Excerpt »
1

I need help in parsing href tags. Currently, everything is being parsed as text, however I need to parse the links so that I can send it to the php page later using AJAX.

my HTML looks like:

<div id="word_content">
<br>Testing Time: 2015-10-29 17:57:11<br>
    Total Age: 19<br>
    Total Friemd: 9<br>
    Total Family: 10<br>
    <br>
Here are the suggestions  - Him_530037_: <a href="www.mytarget.com="_blank">93358546</a>
<h3>Overview</h3><br>
<ul>
    <li>(The overlap provided is not good)</li>
</ul>

<h3>Structure</h3><br>
<h4>Target:</h4><br>
<ul>
    <li>Audience.</li>
    <li>Lookalike</li>
    <li>Overlap of Audience</li> 
    <a href="https://www.myPage.com/lolPagess/?id=06" target="_blank">06<font name="names" hidden="" style="display: inline;"> - Page Likes</font></a>           
</ul>

Jquery Code is something like this:

var headTags = $("div#word_content").find("*").filter(function(){
                return /^h/i.test(this.nodeName);
              });

              var output = {};

              $(headTags).each(function(){
                var currentHead = $(this);

                var nextNextElem = currentHead.next().next();
                var innerText = [];
                if(nextNextElem.prop("tagName") == "UL")
                  {
                     nextNextElem.find("li").each(function(){
                       innerText.push($(this).text());
                     });  

                  }

                output[currentHead.text()] = innerText;
              });  

Currently, the Jquery is fetching the data, but it is capturing only the text and not the link. I need to parse the link as well, so that this link could be used in further pages. Can someone please help.

user4943236
  • 5,914
  • 11
  • 27
  • 40

3 Answers3

1

use this:

 nextNextElem.find("a").each(function(){
         innerText.push($(this).text()+" & href is:"+$(this).attr("href"));                   
                         }); 

var headTags = $("div#word_content").find("*").filter(function(){ 
 return /^h/i.test(this.nodeName); 
 }); 

 var output = {}; 

 $(headTags).each(function(){ 
 var currentHead = $(this); 

 var nextNextElem = currentHead.next().next(); 
 var innerText1 = []; 
 if(nextNextElem.prop("tagName") == "UL")

Source material »

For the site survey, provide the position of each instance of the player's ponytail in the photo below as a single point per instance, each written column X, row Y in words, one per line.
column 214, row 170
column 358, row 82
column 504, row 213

Instructions »
**A.** In the jQuery thread, what does the asker say the current code captures, and what does it miss?
**B.** Reproduce the passage of the jQuery thread between "output[currentHead.text()] = innerText;" and "someone please help.", inclusive.
The lines have no connection to the jQuery thread.

Answers in order »
**A.** It captures only the text and not the link.

**B.**
output[currentHead.text()] = innerText;
              });  

Currently, the Jquery is fetching the data, but it is capturing only the text and not the link. I need to parse the link as well, so that this link could be used in further pages. Can someone please help.